> **Activity**:
Your task is to find every line in the records that holds the string "truck" and copy it.

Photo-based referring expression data
__________

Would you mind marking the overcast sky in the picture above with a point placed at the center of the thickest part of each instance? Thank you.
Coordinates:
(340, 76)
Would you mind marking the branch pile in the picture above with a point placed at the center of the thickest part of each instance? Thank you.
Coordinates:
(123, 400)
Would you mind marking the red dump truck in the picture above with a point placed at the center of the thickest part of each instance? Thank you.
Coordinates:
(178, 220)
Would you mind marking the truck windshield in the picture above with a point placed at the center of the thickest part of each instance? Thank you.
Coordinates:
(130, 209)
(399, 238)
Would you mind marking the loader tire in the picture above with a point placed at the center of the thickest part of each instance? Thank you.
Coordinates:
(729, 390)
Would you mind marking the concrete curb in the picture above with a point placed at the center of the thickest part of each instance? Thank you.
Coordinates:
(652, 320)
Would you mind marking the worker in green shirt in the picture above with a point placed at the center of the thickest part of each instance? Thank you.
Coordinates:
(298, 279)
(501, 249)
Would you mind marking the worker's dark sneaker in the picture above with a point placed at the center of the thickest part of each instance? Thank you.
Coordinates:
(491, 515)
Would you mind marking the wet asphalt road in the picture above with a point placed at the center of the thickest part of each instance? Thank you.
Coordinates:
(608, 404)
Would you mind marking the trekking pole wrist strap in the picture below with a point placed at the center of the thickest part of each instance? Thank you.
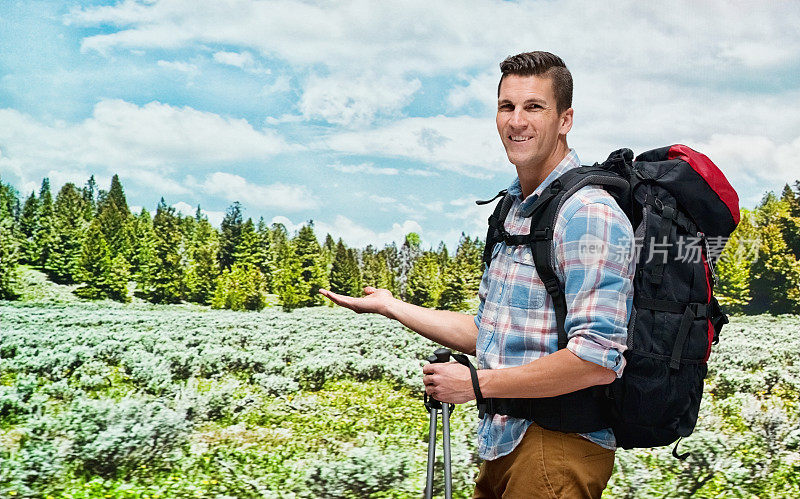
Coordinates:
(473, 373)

__________

> **Task answer**:
Would you mind marking the red dump truck in the picture above with a point placed at the center of the thickest part of each instance? Thank you.
Would you mind marking the truck windshield in the picture above with a point placed at the center of the thickest part of each instance? Thank you.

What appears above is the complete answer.